Page extract -
++++++++++

The RunEngine run loop#
Note: This is a technical document not optimized for user readability.
In this document, we start with a simplified version of the bluesky RunEngine. We add more complexity step by step, with commentary.
The heart of bluesky is the RunEngine._run
co-routine which dispatches the
Msg
in the plan to functions that actually carry out the requested task.
The core operation is obscured by the layers of exception handling, state
management, and clean up the RunEngine is responsible for. (Some of this may
be refactored in the near future). This document is only going to discuss the
run loop, not Document generation or hardware clean up.
Minimal RunEngine#
A minimal (run-able) RunEngine is
from time import sleep
import datetime
now = datetime.datetime.now
from bluesky import Msg
function_map = {'print':
lambda msg: print('-- {!s:10.10s} : {: <25.25s} --'.format(now().time(), msg.obj)),
'sleep':
lambda msg: sleep(msg.args[0])}
def RE_v0(plan):
for msg in plan:
func = function_map[msg.command]
func(msg)
welcome_plan = [Msg('print', 'hello'), Msg('sleep', None, 1), Msg('print', 'world!')]
RE_v0(welcome_plan)
which captures one of the key abstractions of bluesky: A plan is
just an iterable of messages. This abstraction means that the to plan an
experiment you only need to generate a stream of Msg
objects and the
RunEngine will take care of actually executing the code.
Adaptive Plans#
Simply having a stream of commands is not quite enough, you may want to
have the code generating the stream of messages be aware of the return
value of a previous Msg
to decide what to do next. This sort of
thing is supported in python using
generators
which ‘suspend’ their execution at a yield
statement. When you
iterate over a generator, it runs until the next yield
statement, suspends, and yields the value to the code which is iterating
over it.
Switching to generators requires we change our minimal RE to
from bluesky.utils import ensure_generator
def RE_v1(plan):
plan = ensure_generator(plan)
last_result = None
while True:
try:
msg = plan.send(last_result)
except StopIteration:
# generators indicate they are done by raising
# StopIteration
break
func = function_map[msg.command]
last_result = func(msg)
which still works with the welcome_plan
RE_v1([Msg('print', 'hello'), Msg('sleep', None, 1), Msg('print', 'world!')])
but we can also do more sophisticated things like
function_map['sum'] = lambda msg: sum(msg.args)
def adding_plan(a, b):
yield Msg('print', '{} + {} = ??'.format(a, b))
ret = yield Msg('sum', None, a, b)
yield Msg('print', '{} + {} = {}'.format(a, b, ret))
yield Msg('print', 'thanks for adding')
Which gives
RE_v1(adding_plan(1, 2))
RE_v1(adding_plan(5, 2))
This is obviously overkill for simple addition, but enables this like an adaptive dscan that changes the step size based on the local slope.

++++++++++

Given request -
In the RunEngine document, how do generators indicate that they are done? The material after this point is separate from the RunEngine document.

Provided information -
++++++++++

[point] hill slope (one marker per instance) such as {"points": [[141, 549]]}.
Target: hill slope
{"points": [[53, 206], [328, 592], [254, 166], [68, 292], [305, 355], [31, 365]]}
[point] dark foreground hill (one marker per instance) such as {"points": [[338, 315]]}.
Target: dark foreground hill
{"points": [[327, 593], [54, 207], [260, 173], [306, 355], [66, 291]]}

++++++++++

Answer for the task -
They raise StopIteration.